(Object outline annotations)

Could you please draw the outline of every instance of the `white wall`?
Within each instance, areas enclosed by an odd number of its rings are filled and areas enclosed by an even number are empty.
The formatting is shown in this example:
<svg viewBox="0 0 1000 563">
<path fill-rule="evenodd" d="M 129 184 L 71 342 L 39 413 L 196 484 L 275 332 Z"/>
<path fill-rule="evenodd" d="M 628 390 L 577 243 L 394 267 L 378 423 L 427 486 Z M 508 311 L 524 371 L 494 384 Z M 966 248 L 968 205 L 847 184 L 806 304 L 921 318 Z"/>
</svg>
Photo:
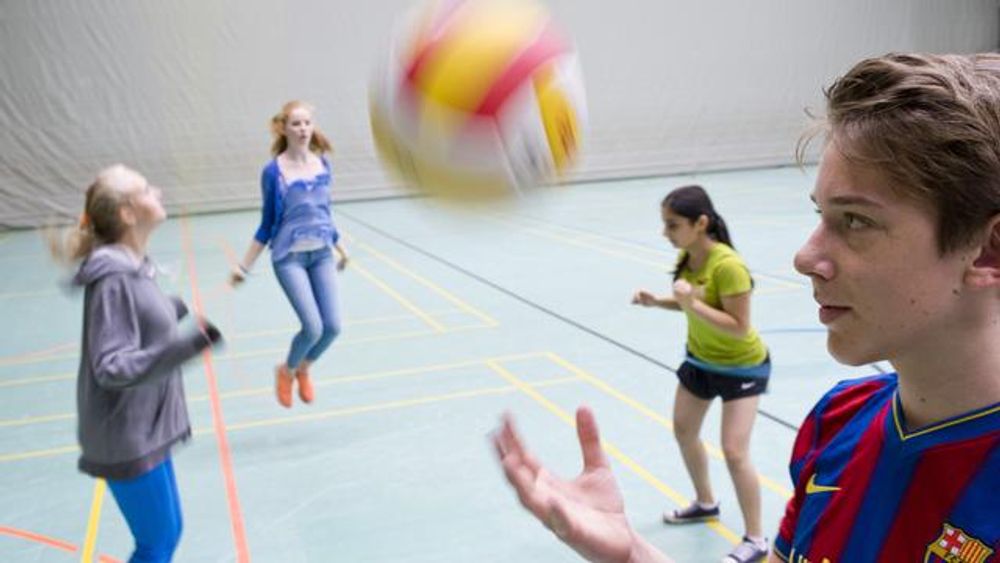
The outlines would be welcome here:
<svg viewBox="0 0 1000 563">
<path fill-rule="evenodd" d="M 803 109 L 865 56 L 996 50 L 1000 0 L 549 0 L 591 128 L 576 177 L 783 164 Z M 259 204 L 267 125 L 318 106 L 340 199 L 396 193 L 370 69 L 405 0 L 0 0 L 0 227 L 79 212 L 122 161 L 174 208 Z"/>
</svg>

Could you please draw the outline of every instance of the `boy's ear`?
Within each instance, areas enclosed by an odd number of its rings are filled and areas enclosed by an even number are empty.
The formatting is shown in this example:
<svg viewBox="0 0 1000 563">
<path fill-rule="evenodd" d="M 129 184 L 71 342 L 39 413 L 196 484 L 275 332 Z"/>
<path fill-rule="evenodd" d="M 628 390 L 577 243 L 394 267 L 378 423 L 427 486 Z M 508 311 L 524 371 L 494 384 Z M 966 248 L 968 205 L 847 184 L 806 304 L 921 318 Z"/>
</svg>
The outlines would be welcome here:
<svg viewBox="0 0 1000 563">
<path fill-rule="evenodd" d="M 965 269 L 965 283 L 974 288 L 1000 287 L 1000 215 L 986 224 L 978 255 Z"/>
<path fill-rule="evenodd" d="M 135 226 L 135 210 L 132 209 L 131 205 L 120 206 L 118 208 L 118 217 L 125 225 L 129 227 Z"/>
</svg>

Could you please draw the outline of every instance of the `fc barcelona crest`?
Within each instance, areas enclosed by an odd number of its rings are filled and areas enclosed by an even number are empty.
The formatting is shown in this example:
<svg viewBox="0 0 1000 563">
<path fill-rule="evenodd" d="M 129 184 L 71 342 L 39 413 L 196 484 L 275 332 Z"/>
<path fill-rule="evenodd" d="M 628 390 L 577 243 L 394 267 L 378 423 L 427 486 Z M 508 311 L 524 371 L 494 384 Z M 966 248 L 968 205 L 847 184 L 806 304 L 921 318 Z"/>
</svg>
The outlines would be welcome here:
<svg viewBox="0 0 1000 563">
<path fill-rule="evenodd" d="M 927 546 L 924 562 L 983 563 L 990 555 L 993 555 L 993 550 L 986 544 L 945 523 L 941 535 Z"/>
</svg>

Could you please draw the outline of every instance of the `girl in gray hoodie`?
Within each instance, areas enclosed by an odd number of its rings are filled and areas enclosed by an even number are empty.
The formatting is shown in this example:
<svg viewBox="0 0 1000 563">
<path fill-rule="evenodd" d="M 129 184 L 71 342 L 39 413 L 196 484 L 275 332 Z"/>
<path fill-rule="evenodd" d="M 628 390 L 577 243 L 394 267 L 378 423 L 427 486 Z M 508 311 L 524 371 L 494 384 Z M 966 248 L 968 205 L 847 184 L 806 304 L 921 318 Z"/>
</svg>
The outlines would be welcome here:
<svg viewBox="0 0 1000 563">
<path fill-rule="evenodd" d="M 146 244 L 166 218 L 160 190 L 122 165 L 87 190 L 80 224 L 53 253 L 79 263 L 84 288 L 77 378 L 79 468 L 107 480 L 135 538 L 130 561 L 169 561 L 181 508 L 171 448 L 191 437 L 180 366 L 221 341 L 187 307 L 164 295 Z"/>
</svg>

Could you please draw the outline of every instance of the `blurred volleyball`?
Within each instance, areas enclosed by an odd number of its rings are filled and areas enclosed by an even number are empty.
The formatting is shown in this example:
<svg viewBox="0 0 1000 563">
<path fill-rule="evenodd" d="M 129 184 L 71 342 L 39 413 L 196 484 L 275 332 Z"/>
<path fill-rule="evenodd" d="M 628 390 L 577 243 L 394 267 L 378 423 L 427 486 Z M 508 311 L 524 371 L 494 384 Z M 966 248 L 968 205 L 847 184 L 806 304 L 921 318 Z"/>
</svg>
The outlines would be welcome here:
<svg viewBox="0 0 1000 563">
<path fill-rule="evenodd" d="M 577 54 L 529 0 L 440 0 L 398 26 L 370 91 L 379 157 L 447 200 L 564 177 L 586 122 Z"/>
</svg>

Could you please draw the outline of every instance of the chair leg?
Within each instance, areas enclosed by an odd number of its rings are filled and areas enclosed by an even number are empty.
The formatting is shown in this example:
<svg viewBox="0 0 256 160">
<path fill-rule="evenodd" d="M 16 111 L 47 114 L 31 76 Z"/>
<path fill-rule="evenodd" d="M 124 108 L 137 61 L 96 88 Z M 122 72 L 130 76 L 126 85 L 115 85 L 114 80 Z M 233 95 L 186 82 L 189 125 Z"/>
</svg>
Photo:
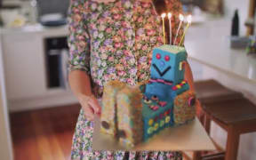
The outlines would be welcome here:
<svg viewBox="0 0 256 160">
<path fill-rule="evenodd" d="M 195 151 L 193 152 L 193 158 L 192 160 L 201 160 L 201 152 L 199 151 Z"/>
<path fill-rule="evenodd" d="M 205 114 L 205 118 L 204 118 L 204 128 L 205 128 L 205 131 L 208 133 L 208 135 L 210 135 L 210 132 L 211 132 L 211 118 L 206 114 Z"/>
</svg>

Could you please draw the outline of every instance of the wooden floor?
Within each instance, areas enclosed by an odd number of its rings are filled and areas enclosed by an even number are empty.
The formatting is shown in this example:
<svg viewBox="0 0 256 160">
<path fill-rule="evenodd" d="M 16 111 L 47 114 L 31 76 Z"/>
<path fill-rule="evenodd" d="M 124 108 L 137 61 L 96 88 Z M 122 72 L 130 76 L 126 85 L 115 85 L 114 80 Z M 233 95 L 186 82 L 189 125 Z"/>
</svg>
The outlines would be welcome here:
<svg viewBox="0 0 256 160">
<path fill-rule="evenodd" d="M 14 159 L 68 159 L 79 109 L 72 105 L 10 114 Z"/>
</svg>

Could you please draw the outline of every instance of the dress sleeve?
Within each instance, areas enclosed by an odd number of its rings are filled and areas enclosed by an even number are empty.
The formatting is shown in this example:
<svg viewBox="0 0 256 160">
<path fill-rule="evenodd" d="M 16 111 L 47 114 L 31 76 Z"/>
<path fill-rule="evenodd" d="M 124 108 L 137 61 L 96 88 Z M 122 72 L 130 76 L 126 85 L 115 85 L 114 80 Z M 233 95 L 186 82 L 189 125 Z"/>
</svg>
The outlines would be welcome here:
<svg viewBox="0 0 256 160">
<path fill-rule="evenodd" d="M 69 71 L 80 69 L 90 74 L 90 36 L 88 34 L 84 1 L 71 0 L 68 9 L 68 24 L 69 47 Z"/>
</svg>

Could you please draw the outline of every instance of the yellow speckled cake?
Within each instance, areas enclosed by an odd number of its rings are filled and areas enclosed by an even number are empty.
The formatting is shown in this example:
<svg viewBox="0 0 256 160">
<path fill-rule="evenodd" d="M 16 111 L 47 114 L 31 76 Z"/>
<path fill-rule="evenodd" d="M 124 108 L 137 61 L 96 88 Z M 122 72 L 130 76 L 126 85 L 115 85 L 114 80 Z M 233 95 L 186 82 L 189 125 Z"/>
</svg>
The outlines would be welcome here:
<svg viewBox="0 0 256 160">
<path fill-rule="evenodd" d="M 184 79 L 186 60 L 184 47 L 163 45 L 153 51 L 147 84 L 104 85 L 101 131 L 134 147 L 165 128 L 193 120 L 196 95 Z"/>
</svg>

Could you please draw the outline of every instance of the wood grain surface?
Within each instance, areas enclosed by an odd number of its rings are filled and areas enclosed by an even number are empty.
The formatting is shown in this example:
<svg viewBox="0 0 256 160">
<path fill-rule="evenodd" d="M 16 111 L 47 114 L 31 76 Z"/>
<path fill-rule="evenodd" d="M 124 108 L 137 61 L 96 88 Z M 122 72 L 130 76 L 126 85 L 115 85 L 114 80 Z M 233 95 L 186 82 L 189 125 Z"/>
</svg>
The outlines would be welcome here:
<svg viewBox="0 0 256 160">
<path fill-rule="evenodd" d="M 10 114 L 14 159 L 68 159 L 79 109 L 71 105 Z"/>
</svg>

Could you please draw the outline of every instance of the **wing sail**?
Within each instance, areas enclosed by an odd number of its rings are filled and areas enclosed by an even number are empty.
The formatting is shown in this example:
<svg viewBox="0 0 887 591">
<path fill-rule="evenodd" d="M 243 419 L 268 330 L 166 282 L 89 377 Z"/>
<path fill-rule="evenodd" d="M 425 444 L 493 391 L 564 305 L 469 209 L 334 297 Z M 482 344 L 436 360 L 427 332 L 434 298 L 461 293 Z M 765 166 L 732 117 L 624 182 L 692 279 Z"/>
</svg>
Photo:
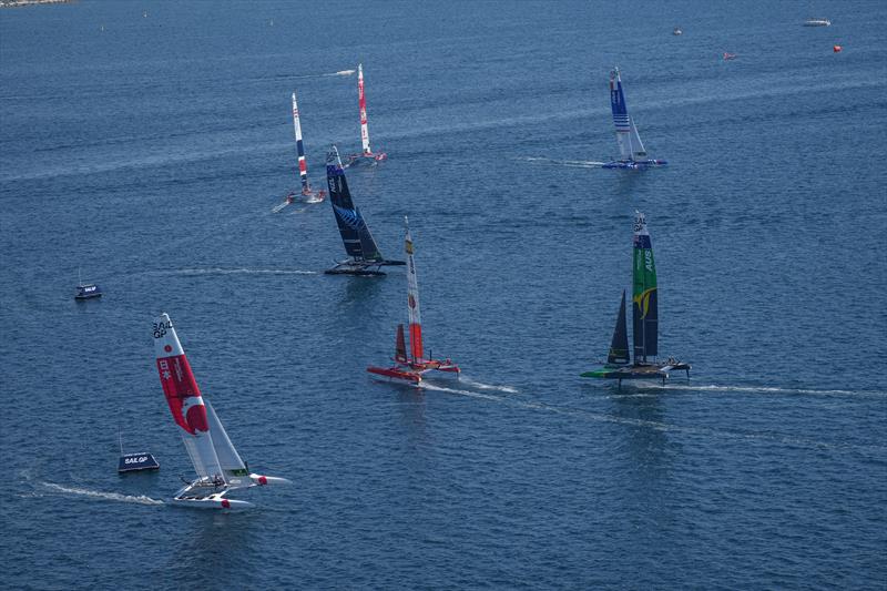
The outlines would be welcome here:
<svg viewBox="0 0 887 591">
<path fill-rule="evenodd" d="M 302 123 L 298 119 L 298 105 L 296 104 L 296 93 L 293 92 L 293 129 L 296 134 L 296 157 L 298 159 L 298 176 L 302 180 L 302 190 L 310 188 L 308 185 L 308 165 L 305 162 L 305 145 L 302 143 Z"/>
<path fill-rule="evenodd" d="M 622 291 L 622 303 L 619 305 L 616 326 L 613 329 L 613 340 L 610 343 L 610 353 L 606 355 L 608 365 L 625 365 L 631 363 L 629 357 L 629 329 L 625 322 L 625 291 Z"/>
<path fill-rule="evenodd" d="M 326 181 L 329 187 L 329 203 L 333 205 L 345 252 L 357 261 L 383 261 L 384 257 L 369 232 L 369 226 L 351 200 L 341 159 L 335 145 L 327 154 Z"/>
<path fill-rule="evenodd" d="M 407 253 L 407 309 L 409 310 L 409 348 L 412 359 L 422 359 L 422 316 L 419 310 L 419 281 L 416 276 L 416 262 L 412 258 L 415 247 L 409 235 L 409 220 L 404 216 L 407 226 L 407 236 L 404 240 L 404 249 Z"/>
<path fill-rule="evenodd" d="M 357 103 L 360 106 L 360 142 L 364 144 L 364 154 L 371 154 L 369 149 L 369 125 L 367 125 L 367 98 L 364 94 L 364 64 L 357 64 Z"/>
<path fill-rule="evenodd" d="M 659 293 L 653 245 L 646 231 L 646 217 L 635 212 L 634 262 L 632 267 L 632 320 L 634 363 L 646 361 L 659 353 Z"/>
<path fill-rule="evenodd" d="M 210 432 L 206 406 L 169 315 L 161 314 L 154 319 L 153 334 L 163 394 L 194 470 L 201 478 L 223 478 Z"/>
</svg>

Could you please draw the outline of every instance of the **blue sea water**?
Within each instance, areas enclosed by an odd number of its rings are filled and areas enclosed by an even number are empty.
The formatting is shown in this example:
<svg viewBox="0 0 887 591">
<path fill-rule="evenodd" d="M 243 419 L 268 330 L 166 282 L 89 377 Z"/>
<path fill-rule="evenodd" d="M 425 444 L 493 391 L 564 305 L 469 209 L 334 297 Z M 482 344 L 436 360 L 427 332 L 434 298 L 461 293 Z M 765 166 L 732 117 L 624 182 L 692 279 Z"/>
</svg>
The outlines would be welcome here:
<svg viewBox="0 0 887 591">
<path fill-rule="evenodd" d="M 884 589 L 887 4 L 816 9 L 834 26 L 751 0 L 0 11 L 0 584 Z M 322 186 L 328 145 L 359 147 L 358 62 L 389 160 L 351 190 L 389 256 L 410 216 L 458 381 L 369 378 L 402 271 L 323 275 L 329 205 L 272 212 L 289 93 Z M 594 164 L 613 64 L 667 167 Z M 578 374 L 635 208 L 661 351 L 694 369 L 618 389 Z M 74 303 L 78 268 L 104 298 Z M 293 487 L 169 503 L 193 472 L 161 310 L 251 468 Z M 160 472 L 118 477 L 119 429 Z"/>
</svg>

Set exercise:
How many lines of the listing above contain the word "please"? Give only the number.

Exercise output:
12